■ **Exercise**
Below are the records. Restate word for word every line from the one that contains "Task: indicate one point on every instance of the display" through the final line, both included.

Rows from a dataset
---

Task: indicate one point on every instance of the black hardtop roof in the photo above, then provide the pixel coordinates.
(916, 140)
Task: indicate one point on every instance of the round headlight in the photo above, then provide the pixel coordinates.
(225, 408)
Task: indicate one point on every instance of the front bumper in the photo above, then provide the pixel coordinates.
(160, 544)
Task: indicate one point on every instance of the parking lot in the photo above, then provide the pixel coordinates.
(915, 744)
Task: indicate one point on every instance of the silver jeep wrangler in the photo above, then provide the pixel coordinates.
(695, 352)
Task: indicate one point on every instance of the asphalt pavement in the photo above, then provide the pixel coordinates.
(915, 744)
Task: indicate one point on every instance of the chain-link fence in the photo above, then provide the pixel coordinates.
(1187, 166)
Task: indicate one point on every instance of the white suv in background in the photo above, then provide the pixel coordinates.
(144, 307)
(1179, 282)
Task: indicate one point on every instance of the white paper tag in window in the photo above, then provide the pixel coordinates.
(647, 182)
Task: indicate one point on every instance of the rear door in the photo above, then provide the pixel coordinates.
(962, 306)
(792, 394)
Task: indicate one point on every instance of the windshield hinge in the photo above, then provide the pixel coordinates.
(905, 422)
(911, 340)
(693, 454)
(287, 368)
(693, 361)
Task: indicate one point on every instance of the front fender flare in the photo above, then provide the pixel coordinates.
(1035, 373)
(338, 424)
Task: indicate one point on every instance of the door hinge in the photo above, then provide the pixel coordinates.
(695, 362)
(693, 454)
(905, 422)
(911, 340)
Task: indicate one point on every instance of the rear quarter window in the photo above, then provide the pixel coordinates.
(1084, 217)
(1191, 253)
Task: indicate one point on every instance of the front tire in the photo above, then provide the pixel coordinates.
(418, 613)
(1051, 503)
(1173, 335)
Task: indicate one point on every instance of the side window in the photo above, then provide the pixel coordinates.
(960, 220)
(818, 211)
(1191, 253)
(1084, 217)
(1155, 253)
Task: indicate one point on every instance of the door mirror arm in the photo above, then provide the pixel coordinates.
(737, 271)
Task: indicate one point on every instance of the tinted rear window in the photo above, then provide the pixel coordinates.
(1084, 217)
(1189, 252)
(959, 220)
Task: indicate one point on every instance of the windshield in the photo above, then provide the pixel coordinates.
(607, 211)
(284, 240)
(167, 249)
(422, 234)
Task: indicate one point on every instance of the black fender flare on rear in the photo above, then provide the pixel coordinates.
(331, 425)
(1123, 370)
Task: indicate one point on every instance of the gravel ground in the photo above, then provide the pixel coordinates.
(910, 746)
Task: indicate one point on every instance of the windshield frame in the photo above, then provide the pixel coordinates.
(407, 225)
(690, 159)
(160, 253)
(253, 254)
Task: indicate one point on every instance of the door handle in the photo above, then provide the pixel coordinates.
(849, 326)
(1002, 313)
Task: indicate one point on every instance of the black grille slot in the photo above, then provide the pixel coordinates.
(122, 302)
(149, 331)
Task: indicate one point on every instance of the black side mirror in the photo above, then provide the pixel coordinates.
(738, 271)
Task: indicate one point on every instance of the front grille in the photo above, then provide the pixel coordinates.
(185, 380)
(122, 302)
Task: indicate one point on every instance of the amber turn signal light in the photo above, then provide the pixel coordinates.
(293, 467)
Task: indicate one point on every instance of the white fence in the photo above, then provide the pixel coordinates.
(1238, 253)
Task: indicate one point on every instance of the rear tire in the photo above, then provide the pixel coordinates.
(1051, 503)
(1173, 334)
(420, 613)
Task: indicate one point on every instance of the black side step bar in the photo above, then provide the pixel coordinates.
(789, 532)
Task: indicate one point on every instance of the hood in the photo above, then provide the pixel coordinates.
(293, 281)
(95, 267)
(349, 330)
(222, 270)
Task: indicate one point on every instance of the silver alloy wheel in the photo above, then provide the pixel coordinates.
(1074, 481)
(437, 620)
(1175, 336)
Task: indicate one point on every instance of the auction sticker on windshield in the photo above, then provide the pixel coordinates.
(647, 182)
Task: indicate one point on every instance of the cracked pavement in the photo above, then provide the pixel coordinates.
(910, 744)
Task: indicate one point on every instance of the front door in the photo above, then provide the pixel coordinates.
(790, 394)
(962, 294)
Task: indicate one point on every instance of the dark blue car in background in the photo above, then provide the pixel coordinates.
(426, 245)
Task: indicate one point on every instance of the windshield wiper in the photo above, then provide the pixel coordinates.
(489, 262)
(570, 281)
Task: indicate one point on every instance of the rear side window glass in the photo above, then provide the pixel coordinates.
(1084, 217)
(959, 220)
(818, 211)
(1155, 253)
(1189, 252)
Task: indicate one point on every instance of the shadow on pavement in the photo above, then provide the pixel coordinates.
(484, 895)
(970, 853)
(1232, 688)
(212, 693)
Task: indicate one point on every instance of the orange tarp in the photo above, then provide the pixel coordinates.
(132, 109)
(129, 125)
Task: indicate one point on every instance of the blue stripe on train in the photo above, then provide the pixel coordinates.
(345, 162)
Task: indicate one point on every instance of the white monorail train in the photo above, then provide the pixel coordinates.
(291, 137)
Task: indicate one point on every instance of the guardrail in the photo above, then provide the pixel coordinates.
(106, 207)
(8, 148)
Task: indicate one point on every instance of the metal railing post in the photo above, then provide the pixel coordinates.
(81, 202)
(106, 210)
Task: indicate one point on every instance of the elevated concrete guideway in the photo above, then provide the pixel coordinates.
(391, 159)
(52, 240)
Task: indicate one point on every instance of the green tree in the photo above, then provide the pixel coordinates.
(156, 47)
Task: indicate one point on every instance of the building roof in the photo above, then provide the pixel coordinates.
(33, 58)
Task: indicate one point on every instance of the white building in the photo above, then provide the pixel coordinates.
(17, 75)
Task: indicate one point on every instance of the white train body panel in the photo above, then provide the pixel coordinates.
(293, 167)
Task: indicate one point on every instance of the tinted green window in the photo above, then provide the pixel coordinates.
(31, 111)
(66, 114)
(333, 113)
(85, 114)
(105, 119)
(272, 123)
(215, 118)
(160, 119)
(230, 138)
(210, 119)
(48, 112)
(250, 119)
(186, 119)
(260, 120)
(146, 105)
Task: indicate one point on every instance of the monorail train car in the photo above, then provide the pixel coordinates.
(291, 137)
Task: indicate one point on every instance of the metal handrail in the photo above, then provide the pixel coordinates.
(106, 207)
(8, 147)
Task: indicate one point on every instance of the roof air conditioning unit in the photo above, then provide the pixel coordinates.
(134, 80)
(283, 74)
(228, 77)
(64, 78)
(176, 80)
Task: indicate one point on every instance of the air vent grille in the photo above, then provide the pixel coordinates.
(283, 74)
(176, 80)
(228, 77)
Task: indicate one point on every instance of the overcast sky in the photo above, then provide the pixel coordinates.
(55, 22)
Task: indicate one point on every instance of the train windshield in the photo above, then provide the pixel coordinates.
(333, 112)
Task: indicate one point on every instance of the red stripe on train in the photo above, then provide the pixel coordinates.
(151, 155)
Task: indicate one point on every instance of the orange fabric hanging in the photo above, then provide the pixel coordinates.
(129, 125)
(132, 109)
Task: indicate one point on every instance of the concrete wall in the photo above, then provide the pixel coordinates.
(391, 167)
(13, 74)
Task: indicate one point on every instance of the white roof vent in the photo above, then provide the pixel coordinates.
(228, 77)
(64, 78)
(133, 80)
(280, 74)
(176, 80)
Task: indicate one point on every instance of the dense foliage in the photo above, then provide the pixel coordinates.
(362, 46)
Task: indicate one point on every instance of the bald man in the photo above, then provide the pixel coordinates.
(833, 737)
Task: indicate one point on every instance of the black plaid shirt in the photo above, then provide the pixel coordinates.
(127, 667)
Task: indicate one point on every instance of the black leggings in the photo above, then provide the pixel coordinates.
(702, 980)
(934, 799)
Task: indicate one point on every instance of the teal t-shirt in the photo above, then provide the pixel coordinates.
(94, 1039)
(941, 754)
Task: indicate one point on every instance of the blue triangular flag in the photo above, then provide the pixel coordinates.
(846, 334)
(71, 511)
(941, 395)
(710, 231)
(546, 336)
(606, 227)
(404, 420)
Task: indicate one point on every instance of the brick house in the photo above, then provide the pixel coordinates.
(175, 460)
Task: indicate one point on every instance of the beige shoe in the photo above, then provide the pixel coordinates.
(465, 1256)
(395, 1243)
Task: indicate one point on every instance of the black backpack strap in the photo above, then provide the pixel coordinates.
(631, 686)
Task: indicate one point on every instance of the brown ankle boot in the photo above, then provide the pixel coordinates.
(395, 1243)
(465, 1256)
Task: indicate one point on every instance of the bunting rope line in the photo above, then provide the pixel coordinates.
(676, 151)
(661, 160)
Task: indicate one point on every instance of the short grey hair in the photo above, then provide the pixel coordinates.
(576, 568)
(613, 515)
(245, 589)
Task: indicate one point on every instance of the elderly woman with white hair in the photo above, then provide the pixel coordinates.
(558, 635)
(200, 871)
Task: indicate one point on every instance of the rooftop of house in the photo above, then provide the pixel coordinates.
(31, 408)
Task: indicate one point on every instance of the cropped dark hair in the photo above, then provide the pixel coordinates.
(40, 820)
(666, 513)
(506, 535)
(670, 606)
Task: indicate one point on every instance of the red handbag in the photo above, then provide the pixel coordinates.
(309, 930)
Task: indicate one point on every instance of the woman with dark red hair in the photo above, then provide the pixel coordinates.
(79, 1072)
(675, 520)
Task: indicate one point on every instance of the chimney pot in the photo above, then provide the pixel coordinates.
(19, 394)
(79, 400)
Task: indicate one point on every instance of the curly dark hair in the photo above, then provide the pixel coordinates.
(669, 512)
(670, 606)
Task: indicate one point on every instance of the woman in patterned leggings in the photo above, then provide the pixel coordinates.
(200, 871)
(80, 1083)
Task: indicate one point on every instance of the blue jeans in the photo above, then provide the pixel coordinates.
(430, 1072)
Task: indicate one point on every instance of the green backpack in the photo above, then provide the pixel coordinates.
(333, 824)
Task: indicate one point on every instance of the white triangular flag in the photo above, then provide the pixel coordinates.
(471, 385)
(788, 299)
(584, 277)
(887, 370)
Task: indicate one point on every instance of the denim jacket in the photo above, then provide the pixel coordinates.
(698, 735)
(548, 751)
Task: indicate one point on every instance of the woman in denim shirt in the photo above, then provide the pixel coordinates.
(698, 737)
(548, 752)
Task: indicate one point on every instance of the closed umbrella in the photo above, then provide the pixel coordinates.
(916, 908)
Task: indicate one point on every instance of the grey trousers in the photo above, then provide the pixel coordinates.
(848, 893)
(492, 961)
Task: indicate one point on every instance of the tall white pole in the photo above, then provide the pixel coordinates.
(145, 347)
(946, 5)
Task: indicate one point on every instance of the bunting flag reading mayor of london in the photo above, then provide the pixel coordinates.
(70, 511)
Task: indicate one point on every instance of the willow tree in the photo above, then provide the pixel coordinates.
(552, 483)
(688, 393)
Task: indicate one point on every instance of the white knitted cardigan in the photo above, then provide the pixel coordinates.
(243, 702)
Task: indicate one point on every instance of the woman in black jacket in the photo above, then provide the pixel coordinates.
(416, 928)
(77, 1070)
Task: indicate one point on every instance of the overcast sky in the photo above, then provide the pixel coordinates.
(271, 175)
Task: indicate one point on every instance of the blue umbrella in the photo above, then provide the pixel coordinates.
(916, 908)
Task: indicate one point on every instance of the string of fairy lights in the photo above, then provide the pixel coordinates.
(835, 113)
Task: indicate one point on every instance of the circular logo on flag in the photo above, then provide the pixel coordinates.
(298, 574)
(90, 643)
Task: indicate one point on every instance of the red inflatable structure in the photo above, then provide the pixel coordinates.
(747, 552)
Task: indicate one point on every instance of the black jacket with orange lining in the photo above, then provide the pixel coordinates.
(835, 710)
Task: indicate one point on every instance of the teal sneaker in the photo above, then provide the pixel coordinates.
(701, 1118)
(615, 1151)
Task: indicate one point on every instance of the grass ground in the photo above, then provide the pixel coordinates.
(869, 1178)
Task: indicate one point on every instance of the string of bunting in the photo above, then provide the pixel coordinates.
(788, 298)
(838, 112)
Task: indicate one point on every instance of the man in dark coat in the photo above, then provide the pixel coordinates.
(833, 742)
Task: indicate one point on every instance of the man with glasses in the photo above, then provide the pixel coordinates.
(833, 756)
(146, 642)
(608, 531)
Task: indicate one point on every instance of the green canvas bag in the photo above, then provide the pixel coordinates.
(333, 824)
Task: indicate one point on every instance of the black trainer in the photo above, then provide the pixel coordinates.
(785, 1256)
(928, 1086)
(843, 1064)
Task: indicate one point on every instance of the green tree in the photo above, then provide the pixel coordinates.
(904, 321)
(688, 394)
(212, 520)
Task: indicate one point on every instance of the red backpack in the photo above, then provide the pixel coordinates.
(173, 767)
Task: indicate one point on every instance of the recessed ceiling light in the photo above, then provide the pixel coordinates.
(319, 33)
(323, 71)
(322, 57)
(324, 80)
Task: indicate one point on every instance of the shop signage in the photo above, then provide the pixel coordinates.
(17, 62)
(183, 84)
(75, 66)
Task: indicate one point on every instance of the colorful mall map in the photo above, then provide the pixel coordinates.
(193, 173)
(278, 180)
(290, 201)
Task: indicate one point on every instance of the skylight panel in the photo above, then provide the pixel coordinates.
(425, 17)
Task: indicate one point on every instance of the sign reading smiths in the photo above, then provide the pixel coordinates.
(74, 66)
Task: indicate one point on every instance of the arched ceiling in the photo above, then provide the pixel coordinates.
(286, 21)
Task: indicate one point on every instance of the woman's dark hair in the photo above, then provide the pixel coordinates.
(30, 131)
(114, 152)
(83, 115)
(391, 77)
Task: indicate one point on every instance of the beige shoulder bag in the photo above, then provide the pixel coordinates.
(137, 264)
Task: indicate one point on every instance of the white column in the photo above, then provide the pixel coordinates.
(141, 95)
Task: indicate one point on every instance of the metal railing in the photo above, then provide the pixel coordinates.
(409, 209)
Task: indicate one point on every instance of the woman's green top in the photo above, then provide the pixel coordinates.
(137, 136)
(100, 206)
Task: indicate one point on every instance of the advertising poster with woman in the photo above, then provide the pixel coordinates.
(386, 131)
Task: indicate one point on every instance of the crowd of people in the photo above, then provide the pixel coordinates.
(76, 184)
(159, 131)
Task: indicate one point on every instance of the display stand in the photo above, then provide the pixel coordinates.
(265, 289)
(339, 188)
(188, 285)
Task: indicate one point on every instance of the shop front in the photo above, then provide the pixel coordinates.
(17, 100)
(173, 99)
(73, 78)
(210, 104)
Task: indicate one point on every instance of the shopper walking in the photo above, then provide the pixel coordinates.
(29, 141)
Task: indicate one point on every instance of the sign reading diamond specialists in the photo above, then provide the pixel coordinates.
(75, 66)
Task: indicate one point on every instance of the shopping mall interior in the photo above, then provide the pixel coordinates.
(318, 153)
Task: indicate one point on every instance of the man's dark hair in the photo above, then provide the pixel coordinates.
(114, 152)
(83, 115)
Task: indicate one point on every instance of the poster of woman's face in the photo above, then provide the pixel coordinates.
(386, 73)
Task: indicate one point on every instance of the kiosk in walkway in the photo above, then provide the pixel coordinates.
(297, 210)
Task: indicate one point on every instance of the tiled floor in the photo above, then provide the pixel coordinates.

---

■ **Solution for this problem**
Task: indicate one point on every instance of the display stand in the photo above, then provide the pixel coordinates.
(265, 289)
(339, 188)
(188, 285)
Task: indicate one point on every instance of the shop front in the photo above, then provide the pixel coordinates.
(17, 100)
(173, 99)
(73, 78)
(210, 104)
Task: indicate one point on every instance of the shopper walking in the photo above, then provide the pixel coordinates.
(29, 141)
Task: indicate one point on every instance of the sign reading diamond specialists in the photo above, then provide the pixel coordinates.
(75, 66)
Task: indicate one point on every instance of the shopping mall interior in the photo above, then provide the pixel coordinates.
(318, 153)
Task: indicate one point on every instance of the man's dark hair in the photo above, then provide the pixel coordinates.
(114, 152)
(83, 115)
Task: indicate one point on every instance of the poster of woman's face in the photo above, then provide the pixel coordinates.
(386, 73)
Task: indicate one point on every instance of the kiosk in walkway in the photo above, then provide the pixel coordinates.
(297, 210)
Task: indicate one point on every instance of the tiled floor in the photo above, then provide the pixel coordinates.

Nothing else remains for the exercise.